• SOURCE EXTRACT:
>> Start

The four cached predicates used to access common properties of instructions took a `TStageInstruction` as a parameter. This requires the calling code, in `Instruction.qll`, to then join the results with `hasInstruction()` to filter out results for `TRawInstruction`s that were discarded as unreachable. By simply switching the parameter types to `Instruction`, we can force that join to happen in the cached predicate itself. This makes the various accessor predicates on `Instruction` trivially inlinable to the cached predicate, instead of being joins of two huge relations that might have to be recomputed in later stages.
The optimizer picked a terrible join order in `VirtualDispatch::DataSensitiveCall::flowsFrom()`. Telling it that `getAnOutNode()` has a unique result convinces it to join first on the `Callable`, rather than on the `ReturnKind`.

>> End

• JOBS:
• 1. From the source extract, pull out the text between "The four cached" and "in later stages.", inclusive.
• 2. According to the source extract, what did telling the optimizer that `getAnOutNode()` has a unique result convince it to do?

• RECORD EXCERPTS:

>> Start

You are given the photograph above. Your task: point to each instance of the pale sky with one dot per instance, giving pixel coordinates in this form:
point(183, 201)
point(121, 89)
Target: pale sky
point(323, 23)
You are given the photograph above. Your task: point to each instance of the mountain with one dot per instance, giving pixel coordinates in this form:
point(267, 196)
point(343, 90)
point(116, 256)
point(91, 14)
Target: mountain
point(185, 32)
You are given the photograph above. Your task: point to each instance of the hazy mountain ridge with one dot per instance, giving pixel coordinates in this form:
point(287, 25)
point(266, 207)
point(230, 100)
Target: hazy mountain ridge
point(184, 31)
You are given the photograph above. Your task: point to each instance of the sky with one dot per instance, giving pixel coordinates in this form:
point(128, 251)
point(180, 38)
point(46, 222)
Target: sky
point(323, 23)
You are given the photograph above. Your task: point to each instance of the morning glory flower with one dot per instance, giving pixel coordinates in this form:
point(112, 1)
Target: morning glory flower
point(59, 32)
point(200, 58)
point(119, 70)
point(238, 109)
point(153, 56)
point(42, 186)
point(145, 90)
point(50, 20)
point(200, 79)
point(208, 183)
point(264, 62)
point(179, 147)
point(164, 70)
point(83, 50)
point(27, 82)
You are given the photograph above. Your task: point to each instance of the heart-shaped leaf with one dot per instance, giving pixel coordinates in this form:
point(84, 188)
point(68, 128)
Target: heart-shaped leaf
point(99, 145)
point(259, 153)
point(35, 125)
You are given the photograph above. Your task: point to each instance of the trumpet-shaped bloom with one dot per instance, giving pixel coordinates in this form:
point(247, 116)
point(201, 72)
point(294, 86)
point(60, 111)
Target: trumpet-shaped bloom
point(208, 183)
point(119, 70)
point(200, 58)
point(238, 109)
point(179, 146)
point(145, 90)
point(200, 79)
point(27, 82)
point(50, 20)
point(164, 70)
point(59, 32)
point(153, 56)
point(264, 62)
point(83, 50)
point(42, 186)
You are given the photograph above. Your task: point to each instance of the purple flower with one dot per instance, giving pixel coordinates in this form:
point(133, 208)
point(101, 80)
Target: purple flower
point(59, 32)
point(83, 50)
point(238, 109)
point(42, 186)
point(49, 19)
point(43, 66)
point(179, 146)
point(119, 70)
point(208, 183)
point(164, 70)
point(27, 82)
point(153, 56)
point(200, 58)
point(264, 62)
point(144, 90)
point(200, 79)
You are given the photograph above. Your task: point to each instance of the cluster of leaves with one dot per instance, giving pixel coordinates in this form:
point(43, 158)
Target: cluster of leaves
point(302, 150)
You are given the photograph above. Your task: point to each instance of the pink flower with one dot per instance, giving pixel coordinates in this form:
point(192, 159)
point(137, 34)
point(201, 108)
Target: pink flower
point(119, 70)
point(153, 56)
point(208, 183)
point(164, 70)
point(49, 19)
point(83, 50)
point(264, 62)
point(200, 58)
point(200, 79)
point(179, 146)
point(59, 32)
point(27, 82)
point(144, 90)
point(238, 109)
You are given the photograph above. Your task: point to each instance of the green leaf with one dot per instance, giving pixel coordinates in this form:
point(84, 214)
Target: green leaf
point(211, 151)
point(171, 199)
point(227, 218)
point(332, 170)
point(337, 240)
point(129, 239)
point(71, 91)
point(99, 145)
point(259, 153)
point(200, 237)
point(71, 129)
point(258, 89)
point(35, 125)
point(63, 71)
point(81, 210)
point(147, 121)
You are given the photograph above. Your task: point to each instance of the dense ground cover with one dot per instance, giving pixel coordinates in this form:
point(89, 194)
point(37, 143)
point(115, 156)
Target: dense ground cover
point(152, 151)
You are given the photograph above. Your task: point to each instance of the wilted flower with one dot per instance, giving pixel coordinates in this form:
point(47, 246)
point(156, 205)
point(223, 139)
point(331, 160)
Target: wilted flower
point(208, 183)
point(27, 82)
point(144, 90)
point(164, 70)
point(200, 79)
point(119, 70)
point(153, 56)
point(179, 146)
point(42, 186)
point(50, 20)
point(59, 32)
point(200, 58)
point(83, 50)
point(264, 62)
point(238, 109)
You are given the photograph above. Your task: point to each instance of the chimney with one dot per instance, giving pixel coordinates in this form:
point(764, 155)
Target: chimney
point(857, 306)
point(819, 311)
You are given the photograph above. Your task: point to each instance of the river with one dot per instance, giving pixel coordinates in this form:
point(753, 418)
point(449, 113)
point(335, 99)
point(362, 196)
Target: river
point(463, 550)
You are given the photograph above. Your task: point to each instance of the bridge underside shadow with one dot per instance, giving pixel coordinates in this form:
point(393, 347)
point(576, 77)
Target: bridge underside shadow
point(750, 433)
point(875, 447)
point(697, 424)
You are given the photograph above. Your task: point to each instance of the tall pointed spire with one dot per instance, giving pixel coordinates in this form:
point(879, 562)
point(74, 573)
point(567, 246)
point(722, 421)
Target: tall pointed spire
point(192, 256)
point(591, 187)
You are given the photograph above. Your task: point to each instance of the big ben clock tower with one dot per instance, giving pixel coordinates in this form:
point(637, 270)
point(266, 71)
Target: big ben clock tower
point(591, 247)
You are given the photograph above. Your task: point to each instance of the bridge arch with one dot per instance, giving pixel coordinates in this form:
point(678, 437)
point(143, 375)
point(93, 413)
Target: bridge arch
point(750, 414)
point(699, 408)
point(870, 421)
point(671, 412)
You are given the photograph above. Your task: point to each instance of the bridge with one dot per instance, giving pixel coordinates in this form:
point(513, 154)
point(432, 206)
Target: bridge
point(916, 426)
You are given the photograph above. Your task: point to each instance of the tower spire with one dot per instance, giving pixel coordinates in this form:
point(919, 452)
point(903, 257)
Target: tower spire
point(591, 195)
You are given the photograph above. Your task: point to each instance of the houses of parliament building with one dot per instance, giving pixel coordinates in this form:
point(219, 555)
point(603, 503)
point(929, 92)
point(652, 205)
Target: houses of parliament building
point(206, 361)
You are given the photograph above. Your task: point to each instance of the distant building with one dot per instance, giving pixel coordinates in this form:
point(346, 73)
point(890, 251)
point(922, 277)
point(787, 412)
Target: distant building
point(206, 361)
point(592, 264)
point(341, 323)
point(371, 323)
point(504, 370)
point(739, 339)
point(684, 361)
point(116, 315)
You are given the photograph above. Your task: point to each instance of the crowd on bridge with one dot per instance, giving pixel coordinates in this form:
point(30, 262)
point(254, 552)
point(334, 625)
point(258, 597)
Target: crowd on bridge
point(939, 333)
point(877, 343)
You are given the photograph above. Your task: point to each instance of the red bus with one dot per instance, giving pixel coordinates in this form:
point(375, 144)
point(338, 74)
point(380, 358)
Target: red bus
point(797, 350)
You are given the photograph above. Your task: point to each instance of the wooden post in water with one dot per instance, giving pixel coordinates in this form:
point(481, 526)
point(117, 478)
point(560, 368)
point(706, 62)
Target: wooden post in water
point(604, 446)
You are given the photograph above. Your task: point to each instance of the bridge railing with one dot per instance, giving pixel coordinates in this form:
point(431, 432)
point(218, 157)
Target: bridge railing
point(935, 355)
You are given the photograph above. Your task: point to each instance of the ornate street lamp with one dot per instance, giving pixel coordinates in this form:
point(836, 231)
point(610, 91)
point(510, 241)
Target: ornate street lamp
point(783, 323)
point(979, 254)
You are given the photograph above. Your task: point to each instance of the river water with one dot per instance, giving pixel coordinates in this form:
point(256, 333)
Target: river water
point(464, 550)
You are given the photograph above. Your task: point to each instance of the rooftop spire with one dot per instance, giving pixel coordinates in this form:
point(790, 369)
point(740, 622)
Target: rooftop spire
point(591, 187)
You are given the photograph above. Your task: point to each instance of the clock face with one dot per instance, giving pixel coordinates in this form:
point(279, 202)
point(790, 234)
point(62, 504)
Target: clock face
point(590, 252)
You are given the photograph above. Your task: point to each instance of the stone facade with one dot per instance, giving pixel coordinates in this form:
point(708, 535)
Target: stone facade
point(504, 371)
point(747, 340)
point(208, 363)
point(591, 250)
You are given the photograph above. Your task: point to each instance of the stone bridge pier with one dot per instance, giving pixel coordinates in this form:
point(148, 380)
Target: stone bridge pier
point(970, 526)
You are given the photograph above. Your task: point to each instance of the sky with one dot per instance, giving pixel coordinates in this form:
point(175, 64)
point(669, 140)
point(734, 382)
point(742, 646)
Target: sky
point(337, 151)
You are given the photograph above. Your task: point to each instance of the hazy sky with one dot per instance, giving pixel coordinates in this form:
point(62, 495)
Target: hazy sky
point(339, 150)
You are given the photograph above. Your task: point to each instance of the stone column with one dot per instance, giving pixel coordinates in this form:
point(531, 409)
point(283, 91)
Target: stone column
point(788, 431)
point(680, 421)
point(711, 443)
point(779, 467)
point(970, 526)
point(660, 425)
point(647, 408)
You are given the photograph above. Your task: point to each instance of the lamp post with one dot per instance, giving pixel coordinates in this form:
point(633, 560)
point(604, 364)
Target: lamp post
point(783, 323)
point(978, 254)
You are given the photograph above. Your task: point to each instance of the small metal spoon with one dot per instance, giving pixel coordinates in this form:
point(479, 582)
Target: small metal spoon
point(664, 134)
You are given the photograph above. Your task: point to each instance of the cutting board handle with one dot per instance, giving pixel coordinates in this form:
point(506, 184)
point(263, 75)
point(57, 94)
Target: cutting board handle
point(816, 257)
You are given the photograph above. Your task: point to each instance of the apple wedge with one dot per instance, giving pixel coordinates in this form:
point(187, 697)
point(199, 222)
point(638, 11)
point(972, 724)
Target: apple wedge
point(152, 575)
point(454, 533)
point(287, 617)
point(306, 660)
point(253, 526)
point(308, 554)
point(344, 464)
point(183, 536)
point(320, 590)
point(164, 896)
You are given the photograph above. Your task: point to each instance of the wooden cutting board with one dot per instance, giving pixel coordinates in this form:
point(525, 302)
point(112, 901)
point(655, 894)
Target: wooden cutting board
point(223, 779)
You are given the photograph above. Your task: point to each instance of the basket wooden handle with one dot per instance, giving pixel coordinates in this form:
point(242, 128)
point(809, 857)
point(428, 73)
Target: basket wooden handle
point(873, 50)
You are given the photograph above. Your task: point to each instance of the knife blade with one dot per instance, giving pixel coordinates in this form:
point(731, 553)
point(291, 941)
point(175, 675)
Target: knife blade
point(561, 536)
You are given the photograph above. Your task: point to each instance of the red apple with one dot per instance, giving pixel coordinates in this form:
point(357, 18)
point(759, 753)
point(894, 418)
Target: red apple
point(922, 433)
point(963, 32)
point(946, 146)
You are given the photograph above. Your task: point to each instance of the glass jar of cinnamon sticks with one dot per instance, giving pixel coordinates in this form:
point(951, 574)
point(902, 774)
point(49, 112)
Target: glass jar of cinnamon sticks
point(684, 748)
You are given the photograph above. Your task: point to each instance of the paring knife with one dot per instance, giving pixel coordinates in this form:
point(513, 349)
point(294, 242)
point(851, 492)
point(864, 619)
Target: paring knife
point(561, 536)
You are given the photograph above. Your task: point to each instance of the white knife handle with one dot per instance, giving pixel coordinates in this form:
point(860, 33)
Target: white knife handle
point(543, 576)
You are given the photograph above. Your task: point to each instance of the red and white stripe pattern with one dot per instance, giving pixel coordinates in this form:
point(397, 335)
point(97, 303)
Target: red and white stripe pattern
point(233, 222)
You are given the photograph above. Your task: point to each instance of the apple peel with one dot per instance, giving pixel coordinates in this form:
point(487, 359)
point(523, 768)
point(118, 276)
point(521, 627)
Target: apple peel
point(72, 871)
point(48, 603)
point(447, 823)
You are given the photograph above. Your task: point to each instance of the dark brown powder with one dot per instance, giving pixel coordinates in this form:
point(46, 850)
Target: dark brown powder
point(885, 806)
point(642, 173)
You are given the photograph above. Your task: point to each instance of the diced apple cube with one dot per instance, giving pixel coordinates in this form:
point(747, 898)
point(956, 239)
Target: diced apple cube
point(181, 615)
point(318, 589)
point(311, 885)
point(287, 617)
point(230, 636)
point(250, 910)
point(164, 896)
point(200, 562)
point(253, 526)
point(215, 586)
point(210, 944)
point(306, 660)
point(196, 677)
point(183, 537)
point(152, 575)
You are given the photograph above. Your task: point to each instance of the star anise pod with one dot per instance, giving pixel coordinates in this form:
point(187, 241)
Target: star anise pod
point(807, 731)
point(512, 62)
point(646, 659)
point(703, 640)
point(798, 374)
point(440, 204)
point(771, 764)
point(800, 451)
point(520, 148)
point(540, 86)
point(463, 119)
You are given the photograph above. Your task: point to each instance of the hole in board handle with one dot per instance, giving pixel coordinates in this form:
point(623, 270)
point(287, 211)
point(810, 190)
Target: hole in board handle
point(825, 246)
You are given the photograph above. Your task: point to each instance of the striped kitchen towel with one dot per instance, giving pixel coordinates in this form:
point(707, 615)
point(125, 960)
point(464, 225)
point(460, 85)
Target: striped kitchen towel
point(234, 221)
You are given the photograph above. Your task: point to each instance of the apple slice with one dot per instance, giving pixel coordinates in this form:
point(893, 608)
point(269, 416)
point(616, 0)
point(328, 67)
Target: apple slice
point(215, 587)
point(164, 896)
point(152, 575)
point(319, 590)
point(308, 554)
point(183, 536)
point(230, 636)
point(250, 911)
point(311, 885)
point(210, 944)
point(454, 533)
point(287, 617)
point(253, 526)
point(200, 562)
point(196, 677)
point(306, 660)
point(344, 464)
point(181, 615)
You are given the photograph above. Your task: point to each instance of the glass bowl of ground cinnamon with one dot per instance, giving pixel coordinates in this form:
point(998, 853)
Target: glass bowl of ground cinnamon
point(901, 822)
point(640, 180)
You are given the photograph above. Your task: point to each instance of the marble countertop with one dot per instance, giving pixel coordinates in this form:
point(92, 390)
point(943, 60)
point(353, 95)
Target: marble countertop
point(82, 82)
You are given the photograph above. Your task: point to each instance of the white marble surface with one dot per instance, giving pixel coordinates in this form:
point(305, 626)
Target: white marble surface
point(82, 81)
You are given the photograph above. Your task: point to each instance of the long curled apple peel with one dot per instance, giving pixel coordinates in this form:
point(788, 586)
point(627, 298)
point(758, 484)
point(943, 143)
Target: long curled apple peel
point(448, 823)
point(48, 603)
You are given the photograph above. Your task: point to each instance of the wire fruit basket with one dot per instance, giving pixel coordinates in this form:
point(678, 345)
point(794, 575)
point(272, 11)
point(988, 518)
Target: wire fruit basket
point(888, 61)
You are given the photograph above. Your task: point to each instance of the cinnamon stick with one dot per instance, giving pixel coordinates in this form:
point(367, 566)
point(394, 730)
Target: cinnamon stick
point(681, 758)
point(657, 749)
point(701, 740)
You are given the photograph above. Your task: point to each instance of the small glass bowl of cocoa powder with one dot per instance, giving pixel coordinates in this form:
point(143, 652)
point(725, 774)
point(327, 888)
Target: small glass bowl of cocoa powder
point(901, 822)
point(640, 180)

>> End

• SOLUTION LIST:
• 1.
The four cached predicates used to access common properties of instructions took a `TStageInstruction` as a parameter. This requires the calling code, in `Instruction.qll`, to then join the results with `hasInstruction()` to filter out results for `TRawInstruction`s that were discarded as unreachable. By simply switching the parameter types to `Instruction`, we can force that join to happen in the cached predicate itself. This makes the various accessor predicates on `Instruction` trivially inlinable to the cached predicate, instead of being joins of two huge relations that might have to be recomputed in later stages.

• 2. It convinced the optimizer to join first on the `Callable` rather than on the `ReturnKind`.